Written exercise: Output the material below in full, exactly as it is.

Dataset entries:

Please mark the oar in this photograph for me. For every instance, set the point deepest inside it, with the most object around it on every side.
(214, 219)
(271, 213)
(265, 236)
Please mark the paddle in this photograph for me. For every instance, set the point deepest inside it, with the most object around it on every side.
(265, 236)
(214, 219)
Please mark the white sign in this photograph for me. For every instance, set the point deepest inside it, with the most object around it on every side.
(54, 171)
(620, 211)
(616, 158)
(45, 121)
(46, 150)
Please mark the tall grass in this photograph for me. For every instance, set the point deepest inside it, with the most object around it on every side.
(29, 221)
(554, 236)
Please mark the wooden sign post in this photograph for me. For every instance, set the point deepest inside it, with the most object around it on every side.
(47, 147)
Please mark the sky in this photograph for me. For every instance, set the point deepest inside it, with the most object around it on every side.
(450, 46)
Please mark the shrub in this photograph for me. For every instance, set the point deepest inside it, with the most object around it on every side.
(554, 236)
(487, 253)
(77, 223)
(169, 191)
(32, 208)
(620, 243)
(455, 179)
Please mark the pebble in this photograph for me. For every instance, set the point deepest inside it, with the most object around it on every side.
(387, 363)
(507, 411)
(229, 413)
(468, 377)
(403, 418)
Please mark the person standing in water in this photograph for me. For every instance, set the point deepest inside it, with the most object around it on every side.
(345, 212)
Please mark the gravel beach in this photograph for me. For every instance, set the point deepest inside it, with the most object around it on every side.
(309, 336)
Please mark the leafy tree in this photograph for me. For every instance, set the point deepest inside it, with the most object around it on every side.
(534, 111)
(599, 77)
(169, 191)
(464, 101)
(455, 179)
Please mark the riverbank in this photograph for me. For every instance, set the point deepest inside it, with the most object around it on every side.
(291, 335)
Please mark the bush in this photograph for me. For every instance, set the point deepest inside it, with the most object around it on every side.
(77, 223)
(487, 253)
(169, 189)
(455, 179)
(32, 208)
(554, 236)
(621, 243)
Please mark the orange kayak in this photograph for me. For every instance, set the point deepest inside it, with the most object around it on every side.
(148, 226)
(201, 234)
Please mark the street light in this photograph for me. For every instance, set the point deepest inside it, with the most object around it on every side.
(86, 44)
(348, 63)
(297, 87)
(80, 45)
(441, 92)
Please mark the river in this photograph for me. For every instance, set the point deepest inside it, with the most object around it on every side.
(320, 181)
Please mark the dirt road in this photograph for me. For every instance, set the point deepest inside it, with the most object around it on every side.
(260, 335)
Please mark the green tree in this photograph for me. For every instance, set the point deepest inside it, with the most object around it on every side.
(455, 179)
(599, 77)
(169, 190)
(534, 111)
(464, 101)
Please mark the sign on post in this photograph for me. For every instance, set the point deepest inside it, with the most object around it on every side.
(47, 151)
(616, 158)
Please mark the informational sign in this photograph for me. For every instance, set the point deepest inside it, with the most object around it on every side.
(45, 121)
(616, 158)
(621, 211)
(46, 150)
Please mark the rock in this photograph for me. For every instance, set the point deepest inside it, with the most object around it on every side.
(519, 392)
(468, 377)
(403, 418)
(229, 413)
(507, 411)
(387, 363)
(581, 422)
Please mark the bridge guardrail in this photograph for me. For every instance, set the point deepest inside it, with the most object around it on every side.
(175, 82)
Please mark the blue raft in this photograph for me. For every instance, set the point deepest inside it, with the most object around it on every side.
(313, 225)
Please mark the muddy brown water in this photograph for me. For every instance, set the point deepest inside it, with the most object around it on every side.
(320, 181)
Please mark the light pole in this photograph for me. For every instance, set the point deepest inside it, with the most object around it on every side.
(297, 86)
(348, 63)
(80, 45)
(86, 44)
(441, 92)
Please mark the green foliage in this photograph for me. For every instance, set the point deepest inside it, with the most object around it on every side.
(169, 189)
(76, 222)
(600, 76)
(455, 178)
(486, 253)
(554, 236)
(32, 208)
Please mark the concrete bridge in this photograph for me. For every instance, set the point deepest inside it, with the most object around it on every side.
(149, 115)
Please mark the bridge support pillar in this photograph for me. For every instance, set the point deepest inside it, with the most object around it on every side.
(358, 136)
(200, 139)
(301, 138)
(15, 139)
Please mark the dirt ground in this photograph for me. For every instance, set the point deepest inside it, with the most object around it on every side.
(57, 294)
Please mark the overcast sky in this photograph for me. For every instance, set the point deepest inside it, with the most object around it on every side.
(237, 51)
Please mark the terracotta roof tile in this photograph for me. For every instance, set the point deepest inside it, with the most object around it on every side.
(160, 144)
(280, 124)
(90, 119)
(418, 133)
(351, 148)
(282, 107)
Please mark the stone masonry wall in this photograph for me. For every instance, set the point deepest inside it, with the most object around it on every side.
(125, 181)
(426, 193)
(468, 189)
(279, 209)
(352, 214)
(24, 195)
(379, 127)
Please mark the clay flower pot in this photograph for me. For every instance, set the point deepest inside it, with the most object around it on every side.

Answer:
Please mark the oar in this photograph for me. For every instance, set the point deepest inside it, with the most object around it on every side.
(214, 219)
(271, 213)
(265, 236)
Please mark the paddle in this photograph for me. For every instance, set the point deepest inside it, with the most object around it on every side.
(265, 236)
(214, 219)
Please mark the white sign in this photograph for me. For every instance, set the point deepest inside it, with the most object around it on every side.
(54, 171)
(620, 211)
(616, 158)
(45, 121)
(46, 150)
Please mark the tall grass in this photograph for me. For every instance, set the point deepest inside it, with the most object around it on every side.
(29, 221)
(554, 236)
Please mark the wooden sign post in this photograph for me. For every instance, set the point deepest inside it, with the most object around it on every side.
(47, 147)
Please mark the sky in this photograph for me. For every instance, set the point deepest inside it, with the most object around it on every side.
(450, 46)
Please mark the shrub in this photograph for me. For every instance, set the point deepest inside it, with the most object around it on every side.
(554, 236)
(487, 253)
(77, 223)
(169, 191)
(32, 208)
(620, 243)
(455, 179)
Please mark the pebble in this photograph for me. For every instance, set the point deepest inside it, with the most object around it on every side.
(387, 363)
(507, 411)
(229, 413)
(468, 377)
(403, 418)
Please mark the person standing in water in this photograph for me. For every instance, set the point deepest inside it, with the most object around it on every side.
(345, 212)
Please mark the gravel beach in this photograph for me. For every instance, set the point deepest inside it, with the most object around it on every side.
(309, 336)
Please mark the leafy tree in this photograph for me. For every instance, set the point deepest inside it, with the most object around it on every side.
(534, 111)
(599, 77)
(169, 191)
(464, 101)
(455, 179)
Please mark the riverbank in this photograph for me. For every instance, set the point deepest inside it, with the most object around it on every side.
(291, 335)
Please mark the bush in this photograph for me. For every instance, set the point deepest inside it, with the most object around it on every side.
(77, 223)
(487, 253)
(169, 189)
(455, 179)
(32, 208)
(554, 236)
(621, 243)
Please mark the orange kayak in this photograph for me. For every instance, set the point deepest inside it, with the most object around it on every side.
(148, 226)
(201, 234)
Please mark the street light in this photograph for me. For every instance, set the point deepest inside it, with the most object around it on every side.
(86, 44)
(348, 63)
(297, 87)
(80, 45)
(441, 92)
Please mark the river in this photograph for me. For every instance, set the point deepest inside it, with the most object around it on every side.
(320, 181)
Please mark the dirt road in this photograph for me. For every instance, set the point deepest inside it, with the most object around it on every side.
(260, 335)
Please mark the green tree in this photograph for me. For every instance, set the point deepest inside it, with the most object around it on every side.
(455, 179)
(599, 77)
(169, 190)
(534, 111)
(464, 101)
Please mark the sign on post in this photograph for me. For every instance, set the point deepest inside it, with the most object around it on every side.
(47, 151)
(616, 158)
Please mark the informational sign in this photograph for me. For every instance, set the point deepest inside it, with the most object around it on every side.
(45, 121)
(616, 158)
(621, 211)
(46, 150)
Please mark the rock in this photograph for me. For every instance, set the point deepest inside it, with the most object around it on every side.
(519, 392)
(468, 377)
(403, 418)
(229, 413)
(507, 411)
(387, 363)
(581, 422)
Please mark the bridge guardrail in this photograph for me. For every instance, set the point deepest inside it, with the most object around it on every side.
(175, 82)
Please mark the blue raft in this photograph for me. For every instance, set the point deepest inside it, with the most object around it on every side.
(313, 225)
Please mark the muddy brown water in this photograph for me. For every instance, set the point deepest inside it, with the most object around it on every side.
(320, 181)
Please mark the light pole in this photograph for me. For every instance, set the point deepest inside it, with the most object around it on every side.
(297, 86)
(348, 63)
(80, 45)
(86, 44)
(441, 92)
Please mark the green foliage in this photograph for me. For every instance, set the point deepest inside it, with the most object around it on every side.
(169, 189)
(76, 222)
(600, 76)
(455, 178)
(486, 253)
(554, 236)
(32, 208)
Please mark the concrete bridge in this photograph for me. For every instance, set the point deepest inside it, with the most object around it on every side.
(149, 115)
Please mark the bridge support pillar in this photograph for me. For every instance, set the point deepest inside it, with the most object around it on every side.
(358, 136)
(200, 139)
(301, 138)
(15, 139)
Please mark the dirt ground in this photograph for me. For every instance, set the point deepest inside it, with the most object around it on every side.
(57, 294)
Please mark the overcast sky in this photograph for me. For every instance, set the point deepest inside it, with the most object around it on every side.
(237, 51)
Please mark the terracotta roof tile in this photograph for me. For every instance, set the point deepest inside it, with the most object around it on every side.
(160, 144)
(280, 124)
(90, 119)
(418, 133)
(351, 148)
(282, 107)
Please mark the stone masonry wall in this photograph for me. For every instance, set the point deepest inside it, with the most object around it on every side.
(125, 181)
(426, 193)
(468, 189)
(279, 209)
(352, 214)
(24, 195)
(379, 127)
Please mark the clay flower pot in this photograph for me. For every instance, set the point deepest inside it, with the most object around it on every side.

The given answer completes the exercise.